**STATED TASK:** Copy nothing but the text: repeat each entry exactly and drop the images.

**Source records:**
______________________________

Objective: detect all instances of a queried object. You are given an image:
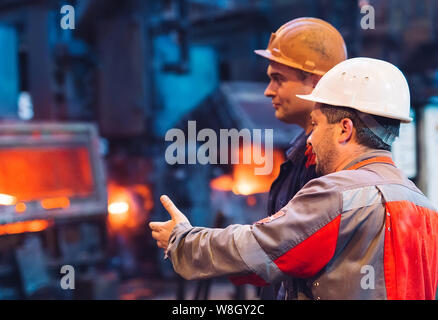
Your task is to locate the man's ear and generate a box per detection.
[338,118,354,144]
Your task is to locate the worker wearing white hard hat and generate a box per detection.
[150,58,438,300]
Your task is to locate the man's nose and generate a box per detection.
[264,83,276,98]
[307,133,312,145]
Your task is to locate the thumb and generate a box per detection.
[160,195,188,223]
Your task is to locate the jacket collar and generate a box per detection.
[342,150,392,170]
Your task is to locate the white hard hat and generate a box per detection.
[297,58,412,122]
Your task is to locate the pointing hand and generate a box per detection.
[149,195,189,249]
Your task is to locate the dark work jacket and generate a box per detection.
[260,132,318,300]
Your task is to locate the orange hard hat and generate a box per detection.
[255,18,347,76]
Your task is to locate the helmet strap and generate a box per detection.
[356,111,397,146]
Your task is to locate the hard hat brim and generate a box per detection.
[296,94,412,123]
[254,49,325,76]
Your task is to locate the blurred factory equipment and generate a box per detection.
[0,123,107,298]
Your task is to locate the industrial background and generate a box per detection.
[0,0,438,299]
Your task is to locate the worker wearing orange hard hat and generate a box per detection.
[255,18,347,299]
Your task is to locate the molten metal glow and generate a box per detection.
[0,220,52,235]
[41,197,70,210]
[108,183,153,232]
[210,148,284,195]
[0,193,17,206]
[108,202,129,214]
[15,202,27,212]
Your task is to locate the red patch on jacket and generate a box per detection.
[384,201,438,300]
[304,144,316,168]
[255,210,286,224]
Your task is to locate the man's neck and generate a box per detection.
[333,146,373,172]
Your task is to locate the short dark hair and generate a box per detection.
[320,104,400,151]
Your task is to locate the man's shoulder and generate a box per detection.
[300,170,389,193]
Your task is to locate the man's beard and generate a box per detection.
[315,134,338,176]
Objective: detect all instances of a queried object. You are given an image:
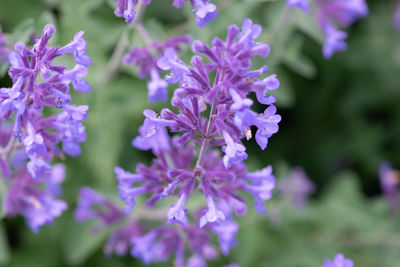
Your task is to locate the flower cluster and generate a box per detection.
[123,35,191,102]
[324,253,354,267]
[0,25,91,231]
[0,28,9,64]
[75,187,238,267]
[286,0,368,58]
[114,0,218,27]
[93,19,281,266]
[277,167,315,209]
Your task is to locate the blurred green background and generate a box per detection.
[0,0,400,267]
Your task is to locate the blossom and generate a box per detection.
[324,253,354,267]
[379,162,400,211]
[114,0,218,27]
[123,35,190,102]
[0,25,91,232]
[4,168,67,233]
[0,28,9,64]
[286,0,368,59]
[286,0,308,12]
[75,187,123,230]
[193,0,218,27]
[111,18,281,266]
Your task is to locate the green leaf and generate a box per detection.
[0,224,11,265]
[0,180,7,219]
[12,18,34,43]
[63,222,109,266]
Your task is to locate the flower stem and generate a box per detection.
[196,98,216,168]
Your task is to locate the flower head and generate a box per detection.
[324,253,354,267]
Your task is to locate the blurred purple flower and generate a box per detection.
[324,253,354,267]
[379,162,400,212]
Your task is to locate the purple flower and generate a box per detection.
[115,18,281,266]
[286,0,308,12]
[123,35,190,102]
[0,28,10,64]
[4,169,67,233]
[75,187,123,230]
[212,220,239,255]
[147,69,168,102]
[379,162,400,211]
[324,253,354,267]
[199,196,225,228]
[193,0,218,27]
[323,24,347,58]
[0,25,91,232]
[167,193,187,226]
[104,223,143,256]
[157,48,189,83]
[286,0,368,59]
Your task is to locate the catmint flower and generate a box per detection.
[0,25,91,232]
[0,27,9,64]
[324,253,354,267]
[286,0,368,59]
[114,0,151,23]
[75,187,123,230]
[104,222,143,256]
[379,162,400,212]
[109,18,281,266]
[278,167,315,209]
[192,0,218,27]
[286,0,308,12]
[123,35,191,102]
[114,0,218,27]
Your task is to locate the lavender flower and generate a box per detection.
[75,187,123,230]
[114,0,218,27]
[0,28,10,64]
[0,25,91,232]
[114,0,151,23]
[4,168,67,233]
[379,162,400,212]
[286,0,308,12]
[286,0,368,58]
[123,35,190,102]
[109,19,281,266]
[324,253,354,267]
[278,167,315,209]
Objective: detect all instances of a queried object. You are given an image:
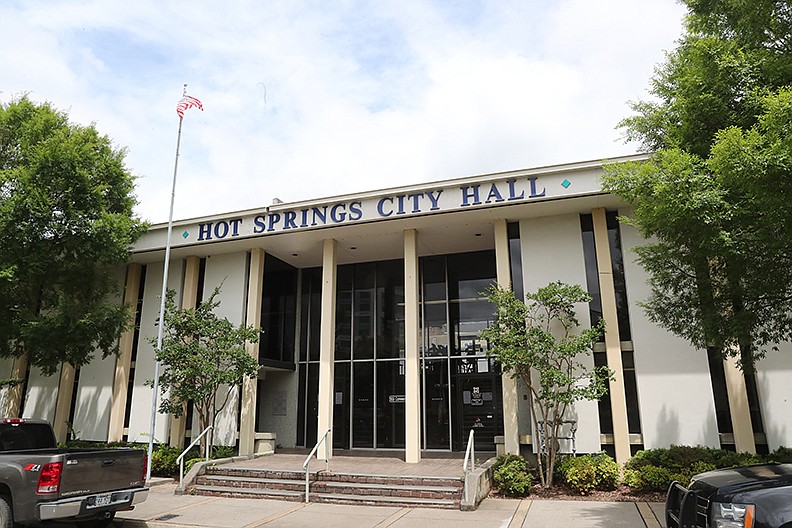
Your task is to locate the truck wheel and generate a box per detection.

______________________________

**COMPLETE RESPONSE:**
Objective: detect all instances of a queried object. You are given an image:
Your task is to locate the man's ear and generate a box per detection.
[338,118,354,144]
Your task is to locate the worker wearing white hard hat and generate a box per detection.
[150,58,438,300]
Your task is to locate the man's nose and generate a box per detection.
[264,83,276,98]
[307,133,312,145]
Your task is to locate the thumb and generate a box per detection.
[160,195,188,223]
Your task is to locate the jacket collar and generate a box per detection.
[342,150,392,170]
Your task is to locate the white hard hat and generate a box per detection.
[297,58,412,122]
Your task is to locate the pointing hand and generate a box per detection.
[149,195,189,249]
Your task is to locate the dark work jacket and generate a box per detection.
[260,132,318,300]
Your task is to locate the orange hard hat and generate a box per detection.
[255,18,347,76]
Your task is to locate the helmet strap and generate a box per detection.
[356,111,397,146]
Your task is to locate the hard hat brim and generate a box per detection.
[296,94,412,123]
[254,49,325,76]
Your task is to locate the blurred factory equipment and generate a box per detection.
[0,123,107,298]
Your task is to locate the industrial background and generate a box per detection.
[0,0,438,299]
Your task is to locate the worker wearing orange hard hat and generate a box per detection.
[255,18,347,299]
Your task is to locate the molten metal glow and generate a box per detection.
[0,220,52,235]
[41,197,70,210]
[108,183,153,232]
[210,148,284,195]
[0,193,17,206]
[108,202,129,214]
[15,202,27,212]
Your task is to locate the red patch on jacket and generate a box per detection.
[384,201,438,300]
[304,144,316,168]
[255,210,286,224]
Your task is to locate the man's neck and generate a box per detection.
[333,146,373,172]
Your task is to locate the short dark hair and generate a box per detection.
[320,104,400,151]
Your task is to locate the man's shoulder and generate a box per detection.
[300,170,389,193]
Your task is to locate the man's beard and generate a box per detection.
[315,134,338,176]
Objective: detect all instances of a queried object. You are given an image:
Your task is to locate the flower cluster and generate a box per detection.
[123,35,191,102]
[324,253,354,267]
[0,25,91,231]
[0,28,9,64]
[75,187,238,267]
[286,0,368,58]
[114,0,218,27]
[93,19,281,266]
[277,167,315,209]
Your task is to locate the blurred green background and generate a box per detection.
[0,0,400,267]
Your task is to locate the blossom and generate a box per detection.
[324,253,354,267]
[379,162,400,211]
[114,0,218,27]
[123,35,190,102]
[0,25,91,232]
[4,168,67,233]
[0,28,9,64]
[286,0,368,59]
[286,0,308,12]
[75,187,123,230]
[193,0,218,27]
[111,18,281,266]
Your task is to locate the green leaf and generate a box per detection.
[0,224,11,265]
[0,180,7,219]
[12,18,34,43]
[63,222,109,266]
Your task is to locate the flower stem and generate a box per detection.
[196,98,216,168]
Your task is to locate the flower head and generate a box per detection.
[324,253,354,267]
Your task is to locate the blurred purple flower and generate a box per detection.
[324,253,354,267]
[379,162,400,212]
Your task is to locate the purple flower and generate a box per detection.
[115,18,281,266]
[286,0,308,12]
[123,35,190,102]
[0,28,10,64]
[4,169,67,233]
[75,187,123,230]
[212,220,239,255]
[147,69,168,102]
[379,162,400,211]
[324,253,354,267]
[199,196,225,228]
[193,0,218,27]
[323,24,347,58]
[0,25,91,232]
[167,193,187,226]
[104,223,143,256]
[157,48,189,83]
[286,0,368,59]
Your task is to locate the catmint flower and generate a box per detection.
[0,25,91,232]
[0,27,9,64]
[324,253,354,267]
[286,0,368,59]
[114,0,151,23]
[75,187,123,230]
[104,222,143,256]
[379,162,400,212]
[109,18,281,266]
[278,167,315,209]
[192,0,218,27]
[286,0,308,12]
[123,35,191,102]
[114,0,218,27]
Your task is to locate the lavender flower and generate a box per detection.
[75,187,123,230]
[114,0,218,27]
[0,28,10,64]
[0,25,91,232]
[114,0,151,23]
[4,168,67,233]
[379,162,400,212]
[286,0,308,12]
[286,0,368,58]
[123,35,190,102]
[109,19,281,266]
[324,253,354,267]
[278,167,315,209]
Objective: detect all instances of a queried object. You are given an image:
Your task is to locate the truck wheel and generate a box per detection.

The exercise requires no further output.